*Description of the task*: Although the records include pictures, print only the rest, exactly as written.

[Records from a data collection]
****************

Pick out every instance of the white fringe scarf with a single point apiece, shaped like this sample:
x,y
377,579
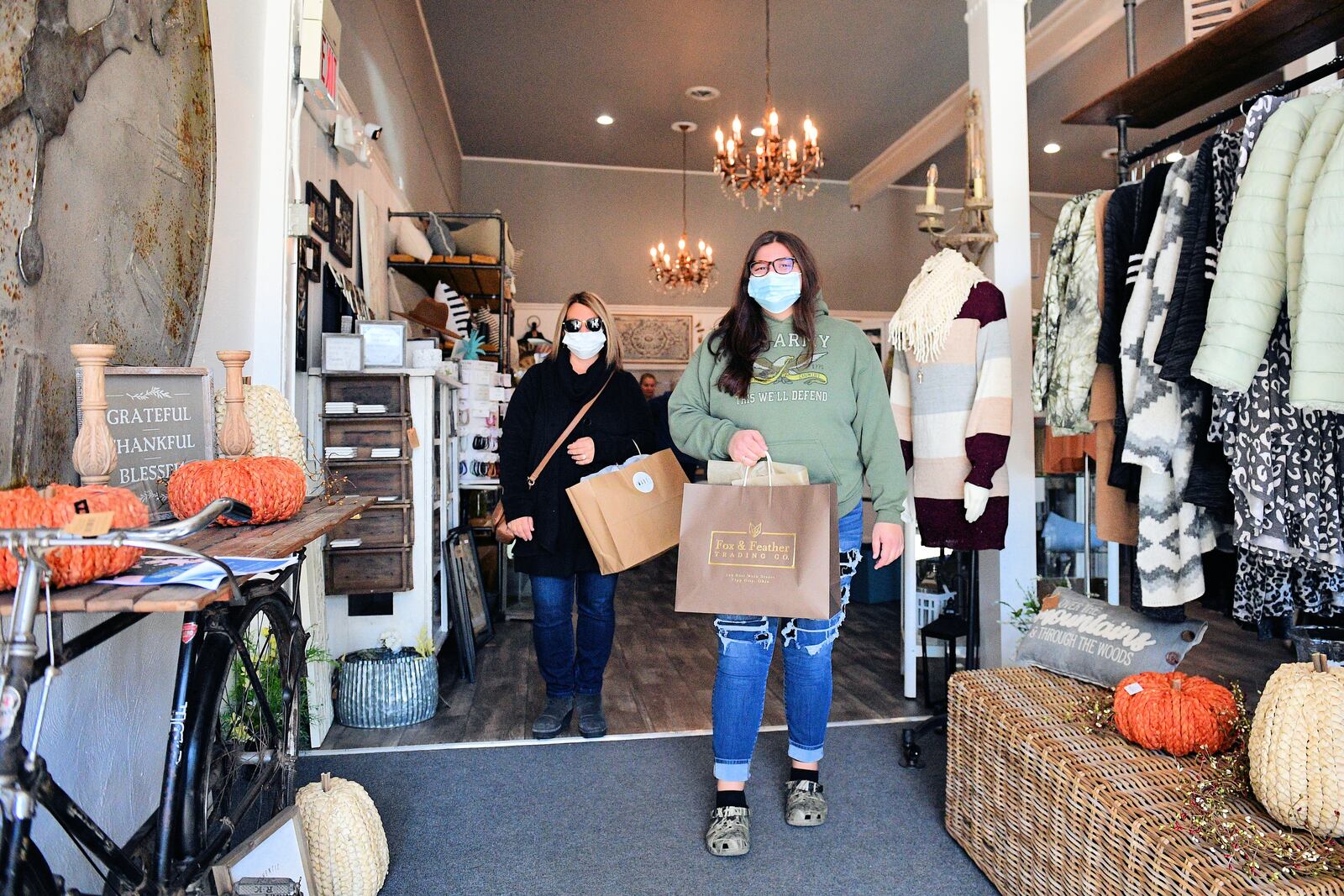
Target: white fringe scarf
x,y
932,302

****************

*Result of this exercise*:
Pick out every instance of the white fringe scarf with a single point apiece, shaped like this sample:
x,y
377,579
Target: white fringe scarf
x,y
932,302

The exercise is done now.